**SOAL LATIHAN**
**1)** Menurut teks tentang aksi mahasiswa di Ternate, pukul berapa polisi masuk ke kerumunan mahasiswa di tugu?
**2)** Sebutkan nama keempat orang yang tercantum dalam kalimat "keempatnya adalah" pada teks tentang aksi mahasiswa di Ternate.

**TEKS BACAAN**
********

Rudi, salah satu peserta aksi yang kena represif aparat kepolisian di tangga naik kantor DPRD Ternate sewaktu akan diamankan (sumber: MARAK) |
Informasi
yang terhimpun, keempatnya adalah Rudhy, Chay, dan Risdat (ketiganya anggota
Pembebasan) dan Andrean (Anggota PMII).
Awalnya, puluhan mahasiswa
berkumpul di tugu Makugawene, Kelurahan Kalamata, Ternate Selatan, menunggu
kawan-kawannya yang lain dari arah Ternate Utara menuju ke DPRD untuk melakukan
aksi bersama. Namun belum lama kemudian, polisi dengan pelaratan lengkap
mengumumkan agar mahasiswa membubarkan diri.
Hingga sekitar pukul 12.35 WIT, polisi
langsung merengsek masuk di kerumunan massa yang duduk tepat di pelataran jalan di tugu tersebut dan melakukan tidakan represif terhadap mahasiswa. Mahasiswa langsung dikejar-kejar dan dihujani
dengan water canon hingga massa berhamburan mengamankan diri.

********

Catatan kotak berlabel
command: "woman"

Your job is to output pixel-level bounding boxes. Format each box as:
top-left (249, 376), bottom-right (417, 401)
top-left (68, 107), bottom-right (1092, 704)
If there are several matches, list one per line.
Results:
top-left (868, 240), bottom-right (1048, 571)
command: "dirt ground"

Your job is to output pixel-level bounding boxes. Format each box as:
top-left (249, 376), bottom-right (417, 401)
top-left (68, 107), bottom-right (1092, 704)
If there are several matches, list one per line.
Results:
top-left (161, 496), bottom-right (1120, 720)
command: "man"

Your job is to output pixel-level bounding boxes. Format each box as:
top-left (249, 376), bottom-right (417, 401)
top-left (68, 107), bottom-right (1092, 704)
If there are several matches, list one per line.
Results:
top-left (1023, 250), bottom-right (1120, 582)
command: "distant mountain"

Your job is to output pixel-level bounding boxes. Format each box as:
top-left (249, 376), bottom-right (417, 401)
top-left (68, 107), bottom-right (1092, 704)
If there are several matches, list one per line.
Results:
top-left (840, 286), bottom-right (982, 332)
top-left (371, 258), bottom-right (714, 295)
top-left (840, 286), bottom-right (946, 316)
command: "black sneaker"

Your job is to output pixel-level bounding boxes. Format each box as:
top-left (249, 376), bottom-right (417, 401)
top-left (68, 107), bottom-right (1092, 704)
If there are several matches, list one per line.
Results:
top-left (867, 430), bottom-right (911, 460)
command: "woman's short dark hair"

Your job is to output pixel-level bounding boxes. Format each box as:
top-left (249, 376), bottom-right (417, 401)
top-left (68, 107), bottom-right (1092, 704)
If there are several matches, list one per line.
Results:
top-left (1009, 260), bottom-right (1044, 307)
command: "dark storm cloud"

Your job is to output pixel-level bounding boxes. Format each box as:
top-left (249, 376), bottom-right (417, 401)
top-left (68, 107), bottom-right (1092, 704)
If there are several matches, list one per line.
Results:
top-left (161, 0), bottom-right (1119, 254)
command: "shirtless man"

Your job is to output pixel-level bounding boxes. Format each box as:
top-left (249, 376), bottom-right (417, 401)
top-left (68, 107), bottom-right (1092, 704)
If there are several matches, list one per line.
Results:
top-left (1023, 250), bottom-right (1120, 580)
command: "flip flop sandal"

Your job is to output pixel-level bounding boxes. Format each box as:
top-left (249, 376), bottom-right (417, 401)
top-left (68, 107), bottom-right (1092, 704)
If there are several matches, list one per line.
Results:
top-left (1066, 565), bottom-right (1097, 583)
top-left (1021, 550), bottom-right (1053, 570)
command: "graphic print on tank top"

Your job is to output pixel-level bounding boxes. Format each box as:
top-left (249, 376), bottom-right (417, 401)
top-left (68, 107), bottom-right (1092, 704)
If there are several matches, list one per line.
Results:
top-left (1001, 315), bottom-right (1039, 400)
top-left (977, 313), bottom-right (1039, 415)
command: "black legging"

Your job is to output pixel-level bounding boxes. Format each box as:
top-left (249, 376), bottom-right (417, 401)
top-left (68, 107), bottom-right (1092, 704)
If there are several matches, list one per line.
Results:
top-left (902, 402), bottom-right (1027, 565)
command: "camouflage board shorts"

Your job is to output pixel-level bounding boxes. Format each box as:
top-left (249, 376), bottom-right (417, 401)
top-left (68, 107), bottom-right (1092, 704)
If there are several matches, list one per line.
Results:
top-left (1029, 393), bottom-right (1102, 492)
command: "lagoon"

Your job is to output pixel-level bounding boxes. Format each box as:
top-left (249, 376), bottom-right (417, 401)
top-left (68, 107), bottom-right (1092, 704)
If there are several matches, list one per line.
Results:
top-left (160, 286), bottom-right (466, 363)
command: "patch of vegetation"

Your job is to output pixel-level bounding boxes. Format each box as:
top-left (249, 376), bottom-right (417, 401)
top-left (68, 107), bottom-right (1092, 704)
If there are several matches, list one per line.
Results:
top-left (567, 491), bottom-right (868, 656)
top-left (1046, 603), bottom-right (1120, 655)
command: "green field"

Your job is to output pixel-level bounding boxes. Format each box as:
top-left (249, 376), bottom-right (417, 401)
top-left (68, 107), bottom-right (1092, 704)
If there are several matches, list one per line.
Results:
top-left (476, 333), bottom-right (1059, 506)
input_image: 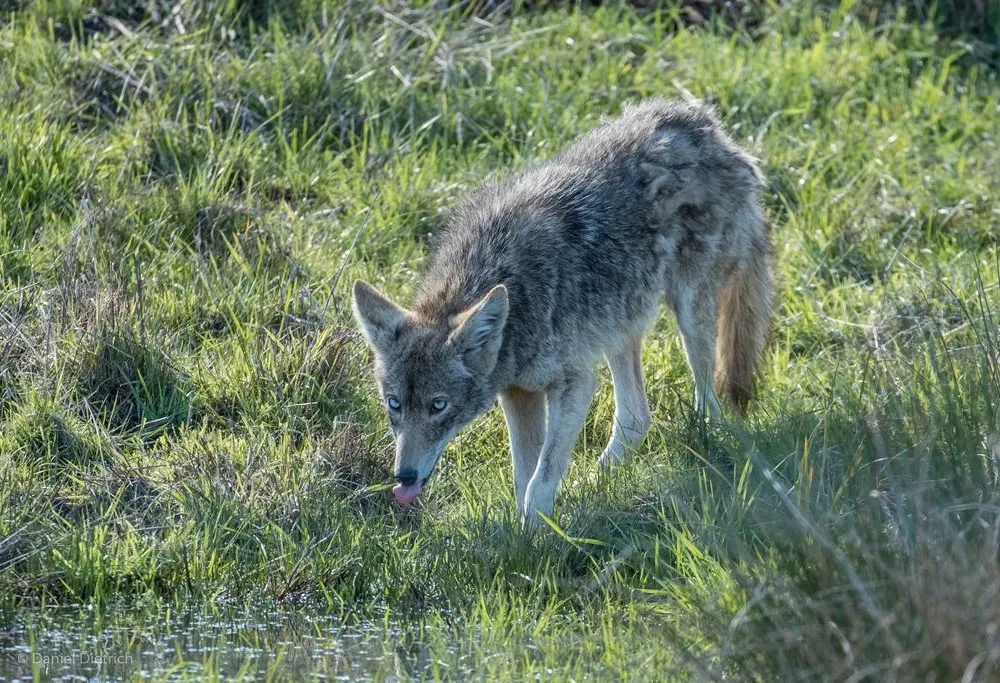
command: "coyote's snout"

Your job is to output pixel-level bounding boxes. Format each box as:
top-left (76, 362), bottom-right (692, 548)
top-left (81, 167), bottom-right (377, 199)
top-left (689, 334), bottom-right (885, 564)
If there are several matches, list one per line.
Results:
top-left (353, 99), bottom-right (773, 524)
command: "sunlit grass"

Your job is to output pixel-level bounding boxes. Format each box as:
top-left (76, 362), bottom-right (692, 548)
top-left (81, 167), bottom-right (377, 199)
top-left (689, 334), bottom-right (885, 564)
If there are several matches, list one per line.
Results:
top-left (0, 1), bottom-right (1000, 681)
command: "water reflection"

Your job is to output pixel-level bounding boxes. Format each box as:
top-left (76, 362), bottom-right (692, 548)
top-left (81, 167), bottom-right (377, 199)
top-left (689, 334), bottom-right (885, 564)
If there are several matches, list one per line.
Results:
top-left (0, 607), bottom-right (440, 682)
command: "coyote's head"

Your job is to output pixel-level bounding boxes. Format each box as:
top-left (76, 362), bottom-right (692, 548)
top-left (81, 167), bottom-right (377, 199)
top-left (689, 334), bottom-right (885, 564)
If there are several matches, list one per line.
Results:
top-left (353, 280), bottom-right (507, 505)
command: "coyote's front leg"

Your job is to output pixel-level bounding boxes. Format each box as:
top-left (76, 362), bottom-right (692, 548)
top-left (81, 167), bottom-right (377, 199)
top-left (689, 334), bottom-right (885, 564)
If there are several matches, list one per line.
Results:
top-left (500, 387), bottom-right (545, 513)
top-left (524, 370), bottom-right (597, 528)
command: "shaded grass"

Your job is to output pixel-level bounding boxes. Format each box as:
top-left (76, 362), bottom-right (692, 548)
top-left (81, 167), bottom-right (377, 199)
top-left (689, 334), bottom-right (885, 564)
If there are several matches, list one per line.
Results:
top-left (0, 2), bottom-right (1000, 680)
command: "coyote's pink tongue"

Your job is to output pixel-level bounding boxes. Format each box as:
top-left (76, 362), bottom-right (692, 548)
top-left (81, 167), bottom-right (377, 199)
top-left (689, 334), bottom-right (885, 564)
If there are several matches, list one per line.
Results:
top-left (392, 482), bottom-right (420, 505)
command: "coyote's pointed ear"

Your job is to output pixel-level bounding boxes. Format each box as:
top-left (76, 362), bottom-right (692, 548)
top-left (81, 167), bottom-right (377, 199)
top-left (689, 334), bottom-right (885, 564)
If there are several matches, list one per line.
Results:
top-left (351, 280), bottom-right (406, 352)
top-left (448, 285), bottom-right (508, 374)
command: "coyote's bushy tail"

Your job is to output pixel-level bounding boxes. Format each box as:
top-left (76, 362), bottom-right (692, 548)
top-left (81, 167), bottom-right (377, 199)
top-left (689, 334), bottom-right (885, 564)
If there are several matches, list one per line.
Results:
top-left (715, 237), bottom-right (774, 414)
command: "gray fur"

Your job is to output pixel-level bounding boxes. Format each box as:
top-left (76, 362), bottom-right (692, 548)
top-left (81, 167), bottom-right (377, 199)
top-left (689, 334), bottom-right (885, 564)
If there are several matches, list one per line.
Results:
top-left (355, 99), bottom-right (772, 522)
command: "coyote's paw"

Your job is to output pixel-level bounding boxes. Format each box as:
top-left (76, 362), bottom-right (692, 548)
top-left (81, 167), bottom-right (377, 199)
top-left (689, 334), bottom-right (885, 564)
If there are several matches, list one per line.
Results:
top-left (524, 481), bottom-right (555, 531)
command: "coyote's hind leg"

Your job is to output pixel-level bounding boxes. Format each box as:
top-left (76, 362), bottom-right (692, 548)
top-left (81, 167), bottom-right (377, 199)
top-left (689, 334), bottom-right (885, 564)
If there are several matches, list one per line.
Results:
top-left (598, 336), bottom-right (652, 469)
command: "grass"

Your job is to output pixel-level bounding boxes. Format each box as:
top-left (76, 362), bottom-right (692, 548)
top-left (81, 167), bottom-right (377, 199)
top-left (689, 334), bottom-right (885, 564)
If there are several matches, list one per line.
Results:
top-left (0, 0), bottom-right (1000, 681)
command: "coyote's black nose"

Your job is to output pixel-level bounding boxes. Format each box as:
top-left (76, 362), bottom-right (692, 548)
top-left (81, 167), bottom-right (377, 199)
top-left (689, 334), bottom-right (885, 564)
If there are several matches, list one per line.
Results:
top-left (396, 470), bottom-right (417, 486)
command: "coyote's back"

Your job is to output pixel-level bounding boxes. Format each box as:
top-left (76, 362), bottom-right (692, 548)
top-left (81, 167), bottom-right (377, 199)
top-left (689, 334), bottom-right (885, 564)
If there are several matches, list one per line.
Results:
top-left (416, 99), bottom-right (772, 410)
top-left (354, 99), bottom-right (773, 521)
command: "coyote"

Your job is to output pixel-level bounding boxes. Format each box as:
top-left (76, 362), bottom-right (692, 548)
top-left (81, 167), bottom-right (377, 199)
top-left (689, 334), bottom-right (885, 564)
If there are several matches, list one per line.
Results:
top-left (353, 98), bottom-right (773, 526)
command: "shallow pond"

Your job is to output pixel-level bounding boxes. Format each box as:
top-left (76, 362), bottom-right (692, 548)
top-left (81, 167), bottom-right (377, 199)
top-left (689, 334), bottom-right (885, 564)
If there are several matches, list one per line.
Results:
top-left (0, 607), bottom-right (448, 681)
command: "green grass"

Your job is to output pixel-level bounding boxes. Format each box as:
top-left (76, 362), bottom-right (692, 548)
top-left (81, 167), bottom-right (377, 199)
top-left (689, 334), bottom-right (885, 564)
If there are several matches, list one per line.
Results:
top-left (0, 0), bottom-right (1000, 681)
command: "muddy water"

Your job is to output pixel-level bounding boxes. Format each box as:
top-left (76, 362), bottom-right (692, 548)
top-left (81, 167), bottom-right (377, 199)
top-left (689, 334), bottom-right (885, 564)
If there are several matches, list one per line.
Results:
top-left (0, 608), bottom-right (440, 681)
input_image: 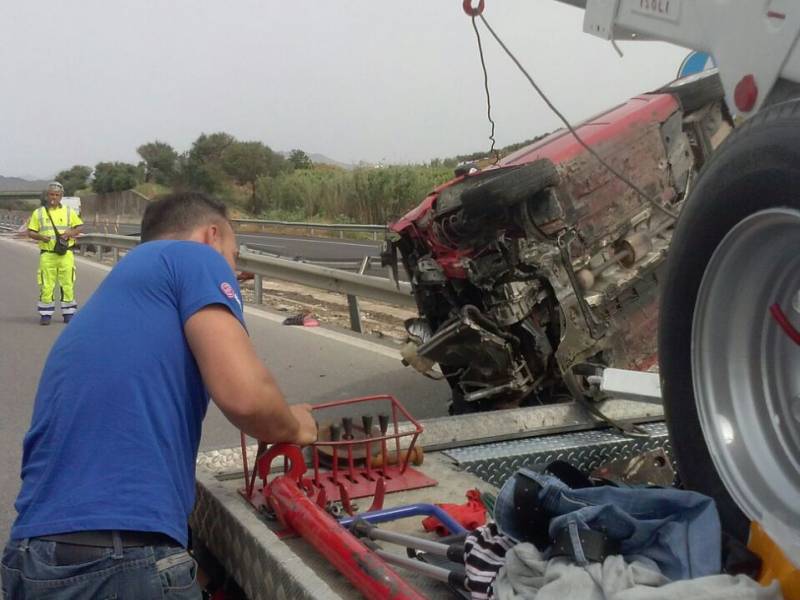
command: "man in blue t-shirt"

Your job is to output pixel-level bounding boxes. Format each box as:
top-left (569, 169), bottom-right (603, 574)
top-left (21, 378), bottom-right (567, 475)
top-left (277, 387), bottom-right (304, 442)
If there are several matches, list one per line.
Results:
top-left (0, 193), bottom-right (317, 599)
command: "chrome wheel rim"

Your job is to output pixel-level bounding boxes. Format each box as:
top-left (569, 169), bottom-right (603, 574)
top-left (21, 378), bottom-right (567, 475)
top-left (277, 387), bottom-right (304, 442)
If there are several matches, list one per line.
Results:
top-left (691, 208), bottom-right (800, 564)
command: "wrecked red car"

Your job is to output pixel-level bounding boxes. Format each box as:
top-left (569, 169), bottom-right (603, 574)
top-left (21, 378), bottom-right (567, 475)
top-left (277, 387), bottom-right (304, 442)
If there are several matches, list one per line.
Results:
top-left (383, 72), bottom-right (733, 413)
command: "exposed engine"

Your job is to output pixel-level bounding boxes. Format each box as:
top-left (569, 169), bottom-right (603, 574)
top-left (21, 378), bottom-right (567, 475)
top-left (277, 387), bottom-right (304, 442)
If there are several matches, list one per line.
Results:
top-left (383, 74), bottom-right (730, 413)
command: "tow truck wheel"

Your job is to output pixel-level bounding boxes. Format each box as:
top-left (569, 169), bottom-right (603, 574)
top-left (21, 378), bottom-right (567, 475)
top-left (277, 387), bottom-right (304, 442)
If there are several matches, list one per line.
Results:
top-left (659, 96), bottom-right (800, 561)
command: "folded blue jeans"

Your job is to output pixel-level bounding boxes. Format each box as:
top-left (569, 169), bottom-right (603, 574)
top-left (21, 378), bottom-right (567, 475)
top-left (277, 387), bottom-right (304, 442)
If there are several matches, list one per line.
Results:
top-left (494, 469), bottom-right (722, 580)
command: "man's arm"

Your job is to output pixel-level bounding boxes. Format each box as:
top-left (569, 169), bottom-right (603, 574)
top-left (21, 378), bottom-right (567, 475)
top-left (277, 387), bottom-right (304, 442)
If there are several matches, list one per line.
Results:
top-left (61, 223), bottom-right (83, 239)
top-left (28, 229), bottom-right (50, 242)
top-left (184, 305), bottom-right (317, 445)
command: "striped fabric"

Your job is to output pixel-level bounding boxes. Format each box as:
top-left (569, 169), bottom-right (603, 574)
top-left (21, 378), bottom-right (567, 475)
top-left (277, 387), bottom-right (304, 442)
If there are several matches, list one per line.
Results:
top-left (464, 523), bottom-right (520, 600)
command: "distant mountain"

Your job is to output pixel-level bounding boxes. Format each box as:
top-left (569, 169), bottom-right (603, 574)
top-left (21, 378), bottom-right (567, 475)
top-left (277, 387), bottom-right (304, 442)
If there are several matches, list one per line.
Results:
top-left (279, 150), bottom-right (356, 171)
top-left (0, 175), bottom-right (50, 192)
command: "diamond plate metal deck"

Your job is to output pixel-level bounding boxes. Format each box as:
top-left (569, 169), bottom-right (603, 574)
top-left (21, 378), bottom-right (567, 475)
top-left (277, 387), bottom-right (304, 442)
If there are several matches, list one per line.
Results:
top-left (443, 423), bottom-right (672, 487)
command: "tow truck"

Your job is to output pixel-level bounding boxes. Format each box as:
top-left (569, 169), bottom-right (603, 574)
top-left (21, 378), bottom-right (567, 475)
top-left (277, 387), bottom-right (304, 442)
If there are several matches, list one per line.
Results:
top-left (191, 0), bottom-right (800, 599)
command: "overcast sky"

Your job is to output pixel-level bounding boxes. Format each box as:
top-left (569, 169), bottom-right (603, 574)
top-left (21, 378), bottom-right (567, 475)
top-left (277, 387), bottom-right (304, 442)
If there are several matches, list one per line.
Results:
top-left (0, 0), bottom-right (687, 177)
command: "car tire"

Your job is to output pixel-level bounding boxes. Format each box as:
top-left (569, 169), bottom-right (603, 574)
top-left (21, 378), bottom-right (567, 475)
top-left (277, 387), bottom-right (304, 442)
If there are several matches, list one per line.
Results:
top-left (659, 101), bottom-right (800, 541)
top-left (461, 158), bottom-right (560, 215)
top-left (655, 69), bottom-right (725, 113)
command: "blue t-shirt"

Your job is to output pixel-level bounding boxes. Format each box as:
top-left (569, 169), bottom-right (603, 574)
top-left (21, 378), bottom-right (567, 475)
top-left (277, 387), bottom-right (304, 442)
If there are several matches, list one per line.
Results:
top-left (11, 241), bottom-right (244, 546)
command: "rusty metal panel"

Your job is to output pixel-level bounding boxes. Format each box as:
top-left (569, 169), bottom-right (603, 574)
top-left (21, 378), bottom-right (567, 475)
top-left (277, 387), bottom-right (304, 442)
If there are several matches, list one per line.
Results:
top-left (444, 422), bottom-right (672, 487)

********

**HASIL JAWABAN**
**1)** Sekitar pukul 12.35 WIT.

**2)** Rudhy, Chay, Risdat, dan Andrean.